→ **Given request A**:
Using the passage on MHD peaking generators, answer each item on its own line:
(i) What kind of plant would an MHD generator be added on to?
(ii) How much power would the MHD "peaker" produce while in operation?
(iii) What would its exhaust plasma be used for?
→ **Given request B**:
Continue the passage on MHD peaking generators from its final sentence.

The peaking type of operation will probably be the first to use MHD.
An MHD generator would be added on to a conventional turbogenerator
plant, to be used only for short times, when a heavy demand for
power is being felt. The word "peaking" thus has two meanings; it
refers to the peak demand periods, the "rush hours" for electrical
power; and it also refers to the fact that the MHD generator will
use the peak temperature of the TOTAL SYSTEM.
When the MHD generator "peaker" is in operation, it will produce
tens or perhaps hundreds of megawatts of power. Its exhaust plasma,
still very hot, will be used to boil water for the steam turbines in
the rest of the plant. Thus the MHD generator ADDS TO THE TOTAL
EFFICIENCY of the whole power station.

→ **Supplied data**:

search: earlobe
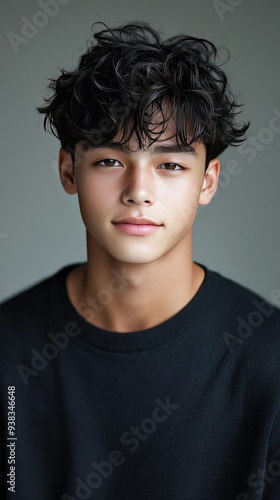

→ **Reply A**:
(i) A conventional turbogenerator plant.
(ii) Tens or perhaps hundreds of megawatts.
(iii) To boil water for the steam turbines in the rest of the plant.

→ **Reply B**:
While the peaking plant can be thought of as a conventional steam
turbine plant with an MHD generator attached in front, the base-load
plant is more like an MHD generator system with a steam system
tacked on behind. The base-load plant is the heart of a utility's
electrical system, the kind of plant that generates most of the
system's power throughout the day and night. A base-load MHD plant
would begin with an MHD generator. But since the exhaust from the
MHD channel is still so hot and energetic, this exhaust will be used
to make steam and generate still more electricity with conventional
turbine equipment. The differences between the base-load plant and
peaking plant are mainly those of size and aim. In the peaking
plant, the MHD generator will probably be small and used only for a
few hours per month. In the base-load plant, the MHD generator
(though still small in physical dimensions) will produce at least
half of the total plant's power output (500 MW or more). And the
base load MHD generator will be designed to run for thousands of
hours, continuously.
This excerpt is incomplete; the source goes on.